▸ **Aim**
From the line that includes "Practice step: identify the small green" to the last line of the records, inclusive, repeat each line exactly.
BEGIN Input for this task
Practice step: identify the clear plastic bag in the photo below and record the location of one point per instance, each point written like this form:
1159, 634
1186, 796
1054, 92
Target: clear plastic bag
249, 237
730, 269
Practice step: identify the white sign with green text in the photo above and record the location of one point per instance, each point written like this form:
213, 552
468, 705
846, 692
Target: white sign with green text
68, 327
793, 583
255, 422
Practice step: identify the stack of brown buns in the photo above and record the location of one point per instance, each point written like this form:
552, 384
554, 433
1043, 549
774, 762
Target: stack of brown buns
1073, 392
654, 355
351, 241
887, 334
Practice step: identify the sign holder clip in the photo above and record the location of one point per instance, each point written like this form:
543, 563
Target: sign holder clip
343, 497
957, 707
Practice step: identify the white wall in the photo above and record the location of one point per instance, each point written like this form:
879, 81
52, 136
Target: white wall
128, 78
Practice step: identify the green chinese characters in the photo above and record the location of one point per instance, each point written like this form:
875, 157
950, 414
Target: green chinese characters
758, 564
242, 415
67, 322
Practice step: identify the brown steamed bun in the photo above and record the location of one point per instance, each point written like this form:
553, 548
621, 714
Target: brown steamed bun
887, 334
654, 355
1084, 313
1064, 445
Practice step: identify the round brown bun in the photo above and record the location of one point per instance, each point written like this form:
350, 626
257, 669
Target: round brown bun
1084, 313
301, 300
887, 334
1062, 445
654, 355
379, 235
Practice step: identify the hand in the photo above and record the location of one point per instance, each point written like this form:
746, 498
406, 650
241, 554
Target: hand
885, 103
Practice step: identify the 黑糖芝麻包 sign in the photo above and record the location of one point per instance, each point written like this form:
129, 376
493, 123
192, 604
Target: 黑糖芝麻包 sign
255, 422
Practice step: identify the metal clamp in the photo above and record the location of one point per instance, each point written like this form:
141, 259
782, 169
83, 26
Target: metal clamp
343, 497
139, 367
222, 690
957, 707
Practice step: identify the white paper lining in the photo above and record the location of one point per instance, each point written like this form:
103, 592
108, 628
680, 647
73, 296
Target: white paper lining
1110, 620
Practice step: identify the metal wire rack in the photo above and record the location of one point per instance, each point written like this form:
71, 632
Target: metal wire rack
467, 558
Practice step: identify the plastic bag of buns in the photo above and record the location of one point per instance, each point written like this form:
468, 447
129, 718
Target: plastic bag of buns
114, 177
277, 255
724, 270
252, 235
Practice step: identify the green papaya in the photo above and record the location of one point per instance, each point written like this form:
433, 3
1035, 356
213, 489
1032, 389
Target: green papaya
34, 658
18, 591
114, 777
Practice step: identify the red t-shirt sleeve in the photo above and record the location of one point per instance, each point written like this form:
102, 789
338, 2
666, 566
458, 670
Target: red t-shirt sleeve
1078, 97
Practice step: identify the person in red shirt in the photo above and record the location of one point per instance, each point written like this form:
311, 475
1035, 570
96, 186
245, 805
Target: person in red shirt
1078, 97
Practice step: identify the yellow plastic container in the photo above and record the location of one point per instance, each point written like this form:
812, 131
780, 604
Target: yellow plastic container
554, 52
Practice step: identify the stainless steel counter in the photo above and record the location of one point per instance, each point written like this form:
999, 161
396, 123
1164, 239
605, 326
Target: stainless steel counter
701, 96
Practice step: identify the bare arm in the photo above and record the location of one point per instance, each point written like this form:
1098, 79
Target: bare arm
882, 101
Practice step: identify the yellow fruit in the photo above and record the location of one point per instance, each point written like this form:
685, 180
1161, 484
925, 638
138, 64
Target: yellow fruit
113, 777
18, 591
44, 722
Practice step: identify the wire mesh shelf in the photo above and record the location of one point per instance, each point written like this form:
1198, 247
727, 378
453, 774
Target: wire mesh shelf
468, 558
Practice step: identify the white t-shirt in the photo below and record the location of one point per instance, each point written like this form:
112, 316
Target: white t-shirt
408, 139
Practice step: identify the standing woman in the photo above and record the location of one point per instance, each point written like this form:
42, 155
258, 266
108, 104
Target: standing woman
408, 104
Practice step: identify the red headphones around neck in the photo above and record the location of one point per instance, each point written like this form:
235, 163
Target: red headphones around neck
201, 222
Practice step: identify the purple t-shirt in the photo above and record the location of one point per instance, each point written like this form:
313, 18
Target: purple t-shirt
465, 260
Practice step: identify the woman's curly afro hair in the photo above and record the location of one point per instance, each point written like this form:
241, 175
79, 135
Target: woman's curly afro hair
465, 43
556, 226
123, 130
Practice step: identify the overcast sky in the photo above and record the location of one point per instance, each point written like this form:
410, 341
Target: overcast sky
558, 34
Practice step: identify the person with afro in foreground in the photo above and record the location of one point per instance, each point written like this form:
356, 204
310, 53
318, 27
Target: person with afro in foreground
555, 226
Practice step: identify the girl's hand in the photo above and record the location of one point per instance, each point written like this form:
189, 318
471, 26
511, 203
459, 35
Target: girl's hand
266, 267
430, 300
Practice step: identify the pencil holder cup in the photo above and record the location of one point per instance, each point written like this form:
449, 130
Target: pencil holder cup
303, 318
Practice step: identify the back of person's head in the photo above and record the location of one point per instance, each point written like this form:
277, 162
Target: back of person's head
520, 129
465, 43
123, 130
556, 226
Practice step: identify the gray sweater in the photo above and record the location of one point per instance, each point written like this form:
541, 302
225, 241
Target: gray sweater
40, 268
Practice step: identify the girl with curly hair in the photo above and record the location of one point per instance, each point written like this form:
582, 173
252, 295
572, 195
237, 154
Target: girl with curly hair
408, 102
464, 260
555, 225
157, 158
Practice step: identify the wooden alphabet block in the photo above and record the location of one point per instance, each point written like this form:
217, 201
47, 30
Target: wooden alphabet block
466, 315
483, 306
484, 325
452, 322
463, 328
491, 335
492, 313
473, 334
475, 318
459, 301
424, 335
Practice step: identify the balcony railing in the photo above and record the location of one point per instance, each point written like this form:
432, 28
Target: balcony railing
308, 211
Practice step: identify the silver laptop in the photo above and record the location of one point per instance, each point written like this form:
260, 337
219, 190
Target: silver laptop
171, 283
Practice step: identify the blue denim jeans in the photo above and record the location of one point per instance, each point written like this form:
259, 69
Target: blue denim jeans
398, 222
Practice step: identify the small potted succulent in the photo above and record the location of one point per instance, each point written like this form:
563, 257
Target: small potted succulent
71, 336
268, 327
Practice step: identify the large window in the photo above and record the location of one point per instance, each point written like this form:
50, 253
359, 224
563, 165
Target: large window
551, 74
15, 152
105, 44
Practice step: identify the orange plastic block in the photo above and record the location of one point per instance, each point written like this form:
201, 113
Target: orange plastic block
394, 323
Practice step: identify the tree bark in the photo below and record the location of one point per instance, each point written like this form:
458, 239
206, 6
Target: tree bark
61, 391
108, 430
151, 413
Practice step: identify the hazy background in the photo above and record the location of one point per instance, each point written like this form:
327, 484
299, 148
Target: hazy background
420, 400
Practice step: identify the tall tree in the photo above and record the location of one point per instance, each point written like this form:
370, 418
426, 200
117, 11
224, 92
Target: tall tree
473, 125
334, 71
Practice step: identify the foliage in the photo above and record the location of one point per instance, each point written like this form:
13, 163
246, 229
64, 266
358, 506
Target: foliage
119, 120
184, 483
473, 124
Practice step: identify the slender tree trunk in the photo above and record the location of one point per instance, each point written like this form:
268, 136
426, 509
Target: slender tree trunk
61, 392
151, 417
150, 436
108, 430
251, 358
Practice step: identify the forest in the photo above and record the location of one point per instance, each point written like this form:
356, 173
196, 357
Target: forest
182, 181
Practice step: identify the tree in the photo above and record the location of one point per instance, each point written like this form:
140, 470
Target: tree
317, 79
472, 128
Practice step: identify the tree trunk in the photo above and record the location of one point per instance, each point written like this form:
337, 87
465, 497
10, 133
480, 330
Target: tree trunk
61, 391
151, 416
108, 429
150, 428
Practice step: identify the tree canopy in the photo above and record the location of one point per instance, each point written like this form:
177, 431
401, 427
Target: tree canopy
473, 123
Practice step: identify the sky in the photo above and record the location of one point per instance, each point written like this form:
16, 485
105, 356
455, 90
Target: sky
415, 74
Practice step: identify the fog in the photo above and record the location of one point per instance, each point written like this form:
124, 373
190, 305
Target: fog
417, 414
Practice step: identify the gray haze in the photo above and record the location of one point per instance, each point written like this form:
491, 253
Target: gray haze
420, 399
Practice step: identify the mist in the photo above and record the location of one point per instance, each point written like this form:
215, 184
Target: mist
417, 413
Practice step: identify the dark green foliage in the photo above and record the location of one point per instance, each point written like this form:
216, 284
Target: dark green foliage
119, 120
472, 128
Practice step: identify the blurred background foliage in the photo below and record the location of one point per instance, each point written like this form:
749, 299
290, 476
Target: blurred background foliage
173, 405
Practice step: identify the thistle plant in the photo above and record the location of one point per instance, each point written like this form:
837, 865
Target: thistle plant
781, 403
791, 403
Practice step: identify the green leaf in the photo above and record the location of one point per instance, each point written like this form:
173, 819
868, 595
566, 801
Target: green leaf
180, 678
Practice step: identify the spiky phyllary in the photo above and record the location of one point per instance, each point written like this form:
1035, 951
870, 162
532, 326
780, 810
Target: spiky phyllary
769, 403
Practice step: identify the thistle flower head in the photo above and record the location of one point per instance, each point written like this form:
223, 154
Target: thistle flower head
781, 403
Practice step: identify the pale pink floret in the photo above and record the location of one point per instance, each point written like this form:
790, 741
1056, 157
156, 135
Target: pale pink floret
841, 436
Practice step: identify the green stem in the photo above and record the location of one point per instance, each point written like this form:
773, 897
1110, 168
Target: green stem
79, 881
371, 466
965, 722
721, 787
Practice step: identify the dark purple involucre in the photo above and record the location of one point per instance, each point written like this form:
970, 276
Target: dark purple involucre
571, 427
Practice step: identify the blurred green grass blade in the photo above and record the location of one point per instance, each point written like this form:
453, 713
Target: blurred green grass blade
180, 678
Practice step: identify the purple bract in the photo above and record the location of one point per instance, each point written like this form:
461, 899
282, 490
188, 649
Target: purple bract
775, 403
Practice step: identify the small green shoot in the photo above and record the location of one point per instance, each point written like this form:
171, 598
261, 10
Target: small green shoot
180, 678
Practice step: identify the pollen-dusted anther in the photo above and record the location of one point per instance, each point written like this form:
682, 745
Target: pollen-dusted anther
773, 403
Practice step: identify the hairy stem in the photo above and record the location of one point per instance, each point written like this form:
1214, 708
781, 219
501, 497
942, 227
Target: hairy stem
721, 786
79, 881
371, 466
END Input for this task
▸ **Written answer**
Practice step: identify the small green shoot in the photo above and record the location of one point per instance, each point written like this form:
171, 598
261, 10
Target: small green shoot
180, 678
Practice step: identify the pollen-dusted anther in the photo above and record the location of one point per instance, each point written like this form:
682, 745
Target: pollen-dusted anther
773, 403
Practice step: identify the hairy stem in the photo above and record the location of one point per instance, each point written like this form:
1214, 708
781, 219
501, 497
942, 227
Target: hairy stem
721, 786
79, 881
371, 466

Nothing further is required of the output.